(Region annotation entries)
★ ★ ★ ★

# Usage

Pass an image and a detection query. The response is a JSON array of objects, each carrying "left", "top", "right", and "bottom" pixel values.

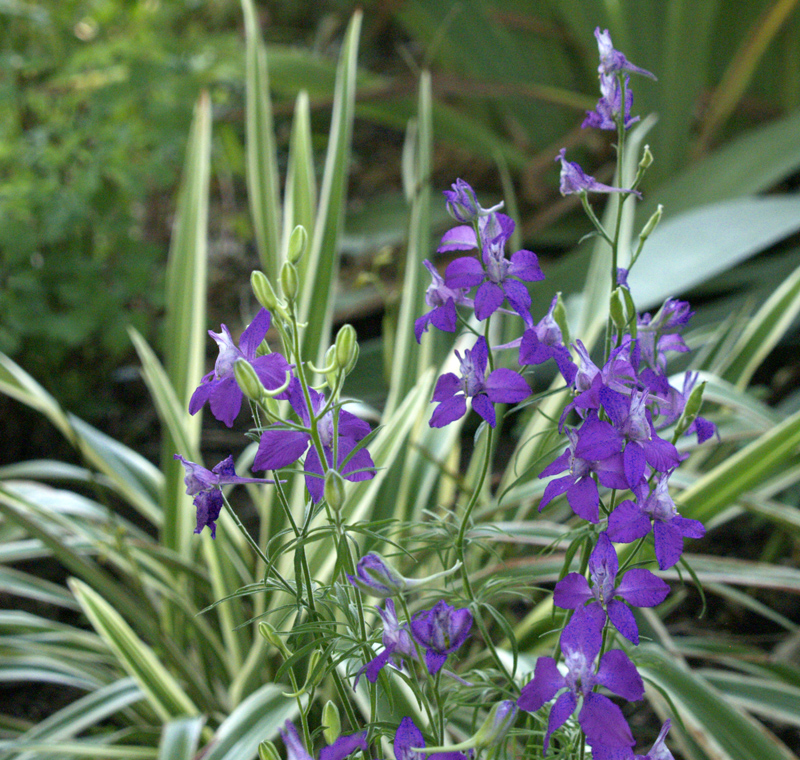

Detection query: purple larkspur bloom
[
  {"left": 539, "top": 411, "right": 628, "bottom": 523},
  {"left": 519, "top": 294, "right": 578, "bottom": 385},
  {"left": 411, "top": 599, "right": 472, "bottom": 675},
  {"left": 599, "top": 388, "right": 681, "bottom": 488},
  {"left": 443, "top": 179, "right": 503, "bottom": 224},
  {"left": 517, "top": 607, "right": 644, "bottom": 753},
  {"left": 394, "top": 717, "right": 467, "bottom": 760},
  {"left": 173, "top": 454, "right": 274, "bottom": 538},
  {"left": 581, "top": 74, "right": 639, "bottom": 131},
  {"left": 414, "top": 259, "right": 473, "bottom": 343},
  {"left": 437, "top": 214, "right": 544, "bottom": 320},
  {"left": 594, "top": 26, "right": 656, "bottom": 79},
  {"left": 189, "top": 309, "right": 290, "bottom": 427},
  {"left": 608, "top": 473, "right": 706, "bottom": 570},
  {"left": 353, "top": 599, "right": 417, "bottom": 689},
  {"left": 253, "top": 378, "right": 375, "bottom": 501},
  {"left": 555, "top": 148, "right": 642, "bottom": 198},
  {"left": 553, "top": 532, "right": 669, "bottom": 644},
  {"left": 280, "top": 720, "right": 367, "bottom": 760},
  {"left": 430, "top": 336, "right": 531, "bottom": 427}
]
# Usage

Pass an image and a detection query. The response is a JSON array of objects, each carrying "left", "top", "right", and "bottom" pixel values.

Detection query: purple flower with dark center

★ ★ ★ ★

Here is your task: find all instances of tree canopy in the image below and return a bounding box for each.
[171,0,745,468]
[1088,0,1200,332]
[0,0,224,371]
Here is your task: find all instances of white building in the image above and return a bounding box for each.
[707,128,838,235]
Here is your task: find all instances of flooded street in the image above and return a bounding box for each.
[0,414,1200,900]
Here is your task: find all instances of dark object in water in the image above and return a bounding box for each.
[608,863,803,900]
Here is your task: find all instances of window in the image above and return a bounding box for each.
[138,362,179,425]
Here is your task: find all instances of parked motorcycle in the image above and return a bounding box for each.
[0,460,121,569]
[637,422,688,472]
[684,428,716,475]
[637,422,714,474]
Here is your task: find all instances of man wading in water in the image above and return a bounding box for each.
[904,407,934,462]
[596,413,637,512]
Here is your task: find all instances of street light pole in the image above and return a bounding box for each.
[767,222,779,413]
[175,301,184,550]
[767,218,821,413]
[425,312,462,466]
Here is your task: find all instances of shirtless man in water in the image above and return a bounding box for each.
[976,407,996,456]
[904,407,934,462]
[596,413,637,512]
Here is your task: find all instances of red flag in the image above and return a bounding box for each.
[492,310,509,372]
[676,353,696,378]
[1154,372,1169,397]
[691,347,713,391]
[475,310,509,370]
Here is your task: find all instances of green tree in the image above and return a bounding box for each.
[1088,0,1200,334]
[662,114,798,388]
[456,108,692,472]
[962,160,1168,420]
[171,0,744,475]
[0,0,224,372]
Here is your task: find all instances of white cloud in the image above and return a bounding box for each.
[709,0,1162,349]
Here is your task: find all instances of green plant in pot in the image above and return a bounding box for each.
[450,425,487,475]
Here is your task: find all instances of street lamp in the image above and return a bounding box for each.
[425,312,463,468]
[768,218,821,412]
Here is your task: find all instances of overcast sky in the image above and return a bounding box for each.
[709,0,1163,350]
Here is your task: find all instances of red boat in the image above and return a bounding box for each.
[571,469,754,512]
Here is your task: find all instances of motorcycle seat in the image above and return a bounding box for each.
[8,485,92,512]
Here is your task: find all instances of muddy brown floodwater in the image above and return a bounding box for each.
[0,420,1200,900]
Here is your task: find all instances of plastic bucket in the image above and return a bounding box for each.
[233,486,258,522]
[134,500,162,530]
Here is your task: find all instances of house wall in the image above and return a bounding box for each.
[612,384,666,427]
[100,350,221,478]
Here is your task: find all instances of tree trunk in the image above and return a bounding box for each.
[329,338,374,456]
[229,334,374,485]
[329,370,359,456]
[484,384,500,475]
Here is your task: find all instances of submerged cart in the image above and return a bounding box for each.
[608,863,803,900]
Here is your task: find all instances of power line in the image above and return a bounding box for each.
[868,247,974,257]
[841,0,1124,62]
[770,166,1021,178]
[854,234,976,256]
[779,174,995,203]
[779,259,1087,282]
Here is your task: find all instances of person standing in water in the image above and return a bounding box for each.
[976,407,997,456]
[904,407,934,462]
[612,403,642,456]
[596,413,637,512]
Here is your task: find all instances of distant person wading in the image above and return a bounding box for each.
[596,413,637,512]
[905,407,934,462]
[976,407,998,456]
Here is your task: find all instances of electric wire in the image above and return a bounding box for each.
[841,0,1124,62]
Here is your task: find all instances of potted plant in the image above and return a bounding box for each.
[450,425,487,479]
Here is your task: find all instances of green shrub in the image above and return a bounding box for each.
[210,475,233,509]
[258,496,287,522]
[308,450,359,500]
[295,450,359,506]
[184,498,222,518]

★ ★ ★ ★

### Task brief
Copy out the items again, word for word, from the line with "Here is your task: find all instances of plastic" up to and including the line with "[450,425,487,479]".

### Full response
Here is your task: find all instances of plastic bucket in the image above and return a bounding box for each.
[233,486,258,522]
[134,500,162,530]
Here is your task: find all instances of house wall in the image above and return a bounding box for each.
[612,384,666,427]
[100,350,221,478]
Here is your task: find all instances of tree trunk in the image above and return a bounding box for each.
[329,338,374,456]
[229,334,374,485]
[329,370,359,456]
[484,384,500,475]
Here is your task: find all instances of submerged cart in the image above and return a bounding box for each.
[608,863,803,900]
Here is your task: find all instances of power line in the image above and return a bounding box for each.
[868,247,974,257]
[841,0,1124,62]
[770,166,1021,178]
[854,234,976,256]
[779,174,995,203]
[779,259,1087,282]
Here is your task: find all instances of person standing in water in the image above and return a bounding box for each.
[976,407,997,456]
[904,407,934,462]
[612,403,642,456]
[596,413,637,512]
Here is your task: find all instances of distant person wading in the image above and return a bounding box for each.
[596,413,637,512]
[905,407,934,462]
[976,407,998,456]
Here is your task: find all instances of electric wire in the image above and return a bounding box for each.
[841,0,1124,62]
Here is your task: find all instances of potted plant in the image above and return a bounding box for each.
[450,425,487,479]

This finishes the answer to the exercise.